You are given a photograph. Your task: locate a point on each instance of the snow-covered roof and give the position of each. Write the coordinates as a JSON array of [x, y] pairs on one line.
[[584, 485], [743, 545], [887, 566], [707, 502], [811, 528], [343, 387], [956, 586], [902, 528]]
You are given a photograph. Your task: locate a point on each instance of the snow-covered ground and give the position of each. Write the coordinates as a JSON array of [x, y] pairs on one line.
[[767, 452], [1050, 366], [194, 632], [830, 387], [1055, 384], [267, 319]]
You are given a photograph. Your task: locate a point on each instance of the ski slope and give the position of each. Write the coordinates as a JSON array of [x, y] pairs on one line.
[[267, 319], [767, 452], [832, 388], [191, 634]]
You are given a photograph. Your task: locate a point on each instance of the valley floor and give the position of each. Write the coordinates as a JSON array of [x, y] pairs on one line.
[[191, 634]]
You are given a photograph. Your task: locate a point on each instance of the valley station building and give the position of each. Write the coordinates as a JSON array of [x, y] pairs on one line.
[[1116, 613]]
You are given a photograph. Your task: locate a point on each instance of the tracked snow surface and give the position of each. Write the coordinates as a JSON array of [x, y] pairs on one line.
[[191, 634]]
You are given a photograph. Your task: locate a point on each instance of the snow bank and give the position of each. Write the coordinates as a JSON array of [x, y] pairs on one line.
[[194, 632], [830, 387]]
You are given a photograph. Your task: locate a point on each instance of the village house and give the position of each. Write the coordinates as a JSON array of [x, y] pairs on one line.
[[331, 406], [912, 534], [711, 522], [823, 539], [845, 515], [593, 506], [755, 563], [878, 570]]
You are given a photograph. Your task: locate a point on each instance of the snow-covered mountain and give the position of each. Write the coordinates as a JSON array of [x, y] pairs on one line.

TASK INSTRUCTIONS: Transcribe only the trailing portion of the entries above: the line that contains "the valley station" and each line after it.

EXERCISE ANSWER:
You are given a photograph. Your task: locate a point on each instance of the valley station building and give the position of each. Write the coordinates as a JSON array of [x, y] pairs on one line.
[[1116, 613]]
You are given a photograph. Your task: locate a point on each instance of the tracked snow surface and give the position of each. Write the coordinates as a JSON array of [x, y] pairs on one line.
[[191, 634]]
You are given a photograph. Your task: locate a point on each instance of the snow bank and give the position of each. Write the coordinates as a JSON array of [x, y] pairs on one line.
[[194, 632], [830, 387]]
You are given a photograph. Your task: locate a point on each instance of the village house and give the position of each. Write the coordinates as a JSON array of [x, y] pairs on one line.
[[331, 406], [912, 534], [711, 522], [823, 539], [845, 515], [593, 506], [755, 563], [878, 570]]
You are given a photograph. Your task: locate a point on each instance of the snow-covered mountain and give the position of each. Write the coordinates as a JSON array of [x, y] pairs on one line.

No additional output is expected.